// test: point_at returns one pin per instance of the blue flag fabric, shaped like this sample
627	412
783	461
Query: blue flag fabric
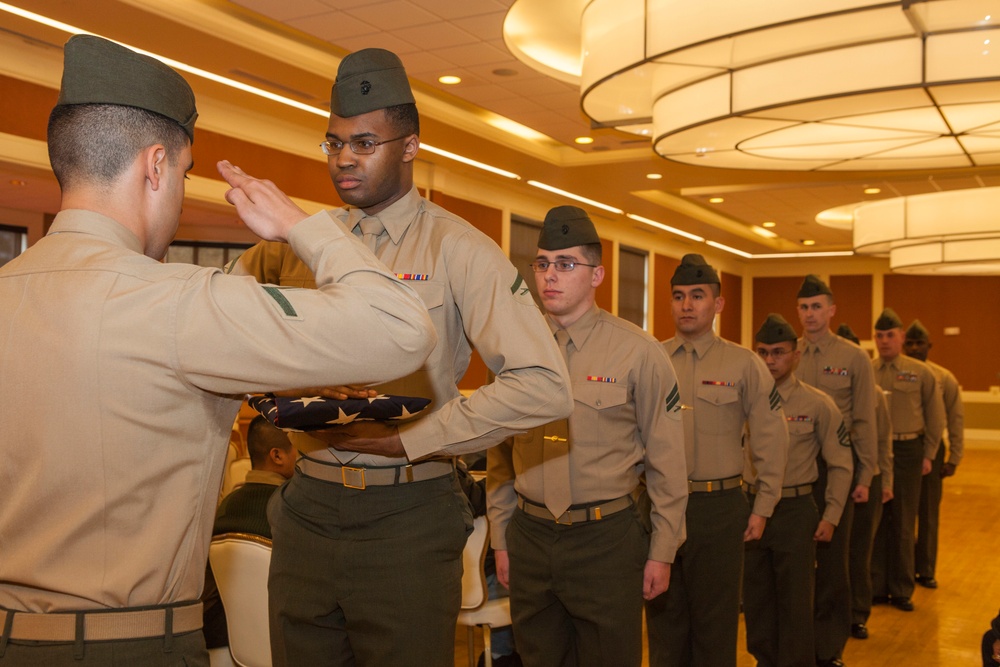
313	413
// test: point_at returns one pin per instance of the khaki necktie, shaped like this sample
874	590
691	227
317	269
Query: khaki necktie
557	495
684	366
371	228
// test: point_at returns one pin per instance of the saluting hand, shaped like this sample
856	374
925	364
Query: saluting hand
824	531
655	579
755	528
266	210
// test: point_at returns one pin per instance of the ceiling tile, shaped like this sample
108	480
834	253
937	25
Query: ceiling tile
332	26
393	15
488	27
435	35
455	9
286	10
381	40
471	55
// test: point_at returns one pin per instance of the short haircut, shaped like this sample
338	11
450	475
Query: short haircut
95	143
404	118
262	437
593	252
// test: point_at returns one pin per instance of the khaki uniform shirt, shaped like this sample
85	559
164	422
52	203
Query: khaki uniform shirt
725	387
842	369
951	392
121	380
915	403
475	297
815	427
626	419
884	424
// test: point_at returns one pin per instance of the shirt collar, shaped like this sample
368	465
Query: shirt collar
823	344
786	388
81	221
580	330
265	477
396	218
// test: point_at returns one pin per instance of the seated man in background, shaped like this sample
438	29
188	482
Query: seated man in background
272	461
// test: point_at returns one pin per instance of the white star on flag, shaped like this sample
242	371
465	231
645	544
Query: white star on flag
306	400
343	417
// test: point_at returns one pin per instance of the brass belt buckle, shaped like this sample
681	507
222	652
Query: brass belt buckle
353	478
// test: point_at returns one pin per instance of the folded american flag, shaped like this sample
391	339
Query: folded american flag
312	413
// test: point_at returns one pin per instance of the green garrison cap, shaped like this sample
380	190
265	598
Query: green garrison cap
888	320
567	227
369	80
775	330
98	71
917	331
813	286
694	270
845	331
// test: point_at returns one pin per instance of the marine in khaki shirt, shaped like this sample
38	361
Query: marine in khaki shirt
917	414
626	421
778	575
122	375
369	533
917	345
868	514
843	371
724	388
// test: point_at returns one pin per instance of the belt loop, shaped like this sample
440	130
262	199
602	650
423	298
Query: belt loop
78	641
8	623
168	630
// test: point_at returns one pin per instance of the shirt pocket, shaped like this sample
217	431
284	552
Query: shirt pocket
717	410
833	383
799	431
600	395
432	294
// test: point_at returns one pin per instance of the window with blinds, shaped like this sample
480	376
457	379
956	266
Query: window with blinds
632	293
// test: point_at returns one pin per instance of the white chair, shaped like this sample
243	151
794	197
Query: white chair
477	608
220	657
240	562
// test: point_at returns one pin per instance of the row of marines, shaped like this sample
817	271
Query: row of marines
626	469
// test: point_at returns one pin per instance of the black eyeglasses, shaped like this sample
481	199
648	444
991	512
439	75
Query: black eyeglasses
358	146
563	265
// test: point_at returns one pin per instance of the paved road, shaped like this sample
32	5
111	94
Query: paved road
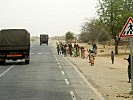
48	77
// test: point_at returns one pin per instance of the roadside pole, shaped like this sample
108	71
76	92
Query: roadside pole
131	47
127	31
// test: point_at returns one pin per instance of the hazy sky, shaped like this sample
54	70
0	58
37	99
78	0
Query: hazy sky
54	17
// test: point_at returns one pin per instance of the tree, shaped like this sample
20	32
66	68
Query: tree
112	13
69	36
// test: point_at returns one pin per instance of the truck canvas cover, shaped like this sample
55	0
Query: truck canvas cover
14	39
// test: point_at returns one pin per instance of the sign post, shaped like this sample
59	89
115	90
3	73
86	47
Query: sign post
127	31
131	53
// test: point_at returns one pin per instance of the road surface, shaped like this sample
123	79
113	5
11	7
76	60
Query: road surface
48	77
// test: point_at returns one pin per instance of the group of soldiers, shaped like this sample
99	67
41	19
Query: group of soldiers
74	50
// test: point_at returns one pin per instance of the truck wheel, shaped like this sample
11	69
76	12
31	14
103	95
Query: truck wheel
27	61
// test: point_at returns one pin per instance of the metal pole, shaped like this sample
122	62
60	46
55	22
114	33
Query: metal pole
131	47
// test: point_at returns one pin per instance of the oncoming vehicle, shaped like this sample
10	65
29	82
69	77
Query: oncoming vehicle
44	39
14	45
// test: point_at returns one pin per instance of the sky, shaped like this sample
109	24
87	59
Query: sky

-*-

Apart from the pictures, set down all the entries above exactly.

__RESULT__.
// test: point_at returns one pin per instance of the blue flag fabric, shaped like this sample
627	412
783	461
Query: blue flag fabric
313	413
// test: point_at returns one pin per instance of the khaki necktie, shaped like this sample
874	590
691	227
317	269
Query: khaki necktie
557	495
684	366
371	228
// test: point_at returns one pin per instance of the saluting hand, shaped like this sample
856	374
925	364
Query: saluting hand
824	531
655	579
755	528
266	210
// test: point_at returns one pin per instance of the ceiling tile, shaped like this sample
108	480
834	253
937	25
Query: ceiling tile
332	26
393	15
488	27
435	35
455	9
286	10
381	40
471	55
// test: point_at returns one pin per instance of the short haircut, shaped like this sample
338	11
450	475
Query: short haircut
95	143
404	118
262	437
593	252
// test: point_at returns one pin per instance of the khaki uniform shirt, shaped like this sample
85	559
164	422
52	203
Query: khaki uniform shirt
725	387
842	369
951	392
121	380
915	403
475	297
815	427
626	419
884	424
// test: point_at returns one pin per instance of the shirt collar, shaped like this sample
368	465
Query: shirt collar
823	344
786	388
81	221
580	330
265	477
396	218
// test: point_at returns one pin per instance of the seated man in background, shaped like this sample
438	29
188	482
Query: seated man in background
272	461
// test: point_at returns one pin per instance of the white star on flag, shaped like this sample
242	371
465	231
645	544
Query: white star on flag
306	400
343	417
// test: point_at returns one pin per instance of the brass belt buckle, shaped like this sample
681	507
222	652
Query: brass belt buckle
353	478
// test: point_at returns one pin per instance of the folded american flag, shaped like this sample
391	339
Query: folded american flag
312	413
// test: point_at returns one pin per instance of the green garrison cap, shaped like this sample
380	190
265	598
Query: green garrison cap
888	320
567	227
369	80
775	330
98	71
917	331
813	286
694	270
845	331
// test: point_at returns one pin per instance of the marine in khaki shirt, shaped like this sample
38	361
Query: marine in khaki shirt
917	414
626	421
778	575
122	375
369	533
917	345
868	514
843	371
724	388
// test: point_at returns one pin per instance of the belt loop, shaped like this sample
440	130
262	199
602	650
423	298
Query: belt loop
78	641
8	623
168	630
// test: point_at returns one pin per instance of the shirt pocket, shaped like this sample
217	431
284	552
Query: shirt pocket
717	410
833	383
799	431
600	395
432	294
// test: point_at returns one pin per instance of the window with blinds, shaped like this sample
480	376
457	379
956	266
Query: window with blinds
632	293
// test: point_at returns one pin per instance of the white chair, shaped like this sample
243	151
794	197
Query: white chair
477	608
220	657
240	562
// test: point_at returns one pin per instance of the row of marines, shaped like this sample
817	271
Query: row of marines
626	469
// test: point_at returns one pin per instance of the black eyeglasses, shaped like this sample
481	199
648	444
991	512
439	75
Query: black eyeglasses
358	146
563	265
// test: point_at returns one pin per instance of the paved road, shaped like this sample
32	5
111	94
Query: paved road
48	77
// test: point_at returns one pin per instance of the roadside pole, shaped like this sample
108	71
76	92
Query: roadside pole
131	47
127	31
// test: point_at returns one pin per instance of the hazy sky, shaped like this sample
54	70
0	58
37	99
78	0
Query: hazy sky
54	17
// test: point_at returns one pin per instance of the tree, shaped like this sample
20	32
66	68
Query: tree
112	13
69	36
// test: point_at returns one pin per instance of the truck canvas cover, shaped like this sample
55	0
Query: truck canvas cover
14	39
// test: point_at returns one pin per instance of the sign post, shaped like this sample
59	89
115	90
3	73
86	47
Query: sign post
127	31
131	53
// test: point_at returns one pin per instance of the road surface, shaped like this sample
123	79
113	5
11	7
76	60
Query: road surface
48	77
// test: point_at returns one pin per instance of the group of soldiers, shaped like this sample
99	67
41	19
Query: group of soldiers
74	50
// test: point_at returns one pin per instance of the truck wheel, shaped like this sample
11	69
76	12
31	14
103	95
Query: truck wheel
27	61
// test: point_at returns one pin per instance of the metal pole, shaped like this sample
122	62
60	46
55	22
114	33
Query: metal pole
131	47
// test: point_at returns one pin per instance of the oncoming vehicle, shaped like this sample
10	65
29	82
69	77
Query: oncoming vehicle
44	39
14	45
// test: point_at returns one pin per instance of the sky, shaped like this sample
109	24
87	59
Query: sky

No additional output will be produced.